It’s official. We’re smack dab in the middle of the dreaded February doldrums.
And no matter whether it’s an upcoming beach vacation or just daydreaming about the summer ahead, most of us have sunshine and warmer weather on our minds.
Sure, it might still be winter, but there’s no time like NOW to start thinking about sunscreen. Because there’s a new report just out that everyone needs to see BEFORE the warm weather hits.
Because this one changes everything we know about sunscreen. It shines a light on what happens DEEP INSIDE your body after you spray, roll, slather, or rub sunscreen on.
And let me warn you… it’s NOT pretty. What we knew about sunscreen was already bad enough. But it just got MUCH worse.
In fact, this alarming new report confirms some of our WORST fears.
Sunscreen isn’t just skin-deep anymore
For years, they’ve claimed the chemicals in sunscreen didn’t really penetrate the skin. If you were brave enough to voice some concerns, you were labeled a kook or just plain paranoid.
“Slather it on. Rub it in. Nothing to worry about here,” we were assured.
Well, that’s all about to change. Because a new report FINALLY proves we were right all along. It exposes the ugly underbelly of the sunscreen industry.
The shocking study reveals how many of the most common chemicals in sunscreen don’t just penetrate deep into your skin, as many of us suspected. They then CIRCULATE in your BLOODSTREAM.
We’re not talking trace levels here, either. The numbers shot right through the roof.
The researchers tested common sunscreens on volunteers over several days… but after the very first application on the very first day, ALL SIX CHEMICALS shot past the FDA’s safety threshold of 0.5 ng/mL.
The levels of oxybenzone – a known hormone mimic linked to cell mutation and cellular death – jumped to 258.1 ng/mL when lotion was applied and 180.1ng/mL when an aerosol spray was used.
In other words, it could be putting you at a higher risk for hormone-related cancers.

▶ [Task brief]: Copy out the entire sunscreen passage above, word for word.

▶ [Given information]:
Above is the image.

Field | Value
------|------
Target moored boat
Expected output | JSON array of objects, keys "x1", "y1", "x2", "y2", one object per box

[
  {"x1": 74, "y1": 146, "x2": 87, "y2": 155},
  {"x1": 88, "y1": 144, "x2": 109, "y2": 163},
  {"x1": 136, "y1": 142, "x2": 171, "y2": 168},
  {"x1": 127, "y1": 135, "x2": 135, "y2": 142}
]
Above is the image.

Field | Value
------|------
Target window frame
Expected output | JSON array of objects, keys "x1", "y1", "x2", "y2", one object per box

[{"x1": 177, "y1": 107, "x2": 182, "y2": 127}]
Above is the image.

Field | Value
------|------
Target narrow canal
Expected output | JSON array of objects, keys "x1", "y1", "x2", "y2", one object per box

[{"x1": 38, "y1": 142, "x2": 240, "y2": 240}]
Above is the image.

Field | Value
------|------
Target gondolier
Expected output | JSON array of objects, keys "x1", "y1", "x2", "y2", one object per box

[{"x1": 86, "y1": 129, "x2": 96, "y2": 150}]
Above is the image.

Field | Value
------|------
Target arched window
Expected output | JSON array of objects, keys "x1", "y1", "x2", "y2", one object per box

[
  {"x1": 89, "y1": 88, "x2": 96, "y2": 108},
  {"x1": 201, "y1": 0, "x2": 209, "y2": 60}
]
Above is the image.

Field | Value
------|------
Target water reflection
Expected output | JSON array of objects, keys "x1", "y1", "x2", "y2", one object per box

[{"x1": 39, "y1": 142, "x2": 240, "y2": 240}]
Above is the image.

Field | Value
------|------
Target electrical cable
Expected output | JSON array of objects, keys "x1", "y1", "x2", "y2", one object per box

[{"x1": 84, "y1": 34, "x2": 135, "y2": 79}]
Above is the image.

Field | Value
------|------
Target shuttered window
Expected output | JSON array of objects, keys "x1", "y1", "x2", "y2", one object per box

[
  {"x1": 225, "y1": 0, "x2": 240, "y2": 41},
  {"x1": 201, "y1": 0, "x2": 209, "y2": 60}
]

▶ [Exercise response]:
It’s official. We’re smack dab in the middle of the dreaded February doldrums.
And no matter whether it’s an upcoming beach vacation or just daydreaming about the summer ahead, most of us have sunshine and warmer weather on our minds.
Sure, it might still be winter, but there’s no time like NOW to start thinking about sunscreen. Because there’s a new report just out that everyone needs to see BEFORE the warm weather hits.
Because this one changes everything we know about sunscreen. It shines a light on what happens DEEP INSIDE your body after you spray, roll, slather, or rub sunscreen on.
And let me warn you… it’s NOT pretty. What we knew about sunscreen was already bad enough. But it just got MUCH worse.
In fact, this alarming new report confirms some of our WORST fears.
Sunscreen isn’t just skin-deep anymore
For years, they’ve claimed the chemicals in sunscreen didn’t really penetrate the skin. If you were brave enough to voice some concerns, you were labeled a kook or just plain paranoid.
“Slather it on. Rub it in. Nothing to worry about here,” we were assured.
Well, that’s all about to change. Because a new report FINALLY proves we were right all along. It exposes the ugly underbelly of the sunscreen industry.
The shocking study reveals how many of the most common chemicals in sunscreen don’t just penetrate deep into your skin, as many of us suspected. They then CIRCULATE in your BLOODSTREAM.
We’re not talking trace levels here, either. The numbers shot right through the roof.
The researchers tested common sunscreens on volunteers over several days… but after the very first application on the very first day, ALL SIX CHEMICALS shot past the FDA’s safety threshold of 0.5 ng/mL.
The levels of oxybenzone – a known hormone mimic linked to cell mutation and cellular death – jumped to 258.1 ng/mL when lotion was applied and 180.1ng/mL when an aerosol spray was used.
In other words, it could be putting you at a higher risk for hormone-related cancers.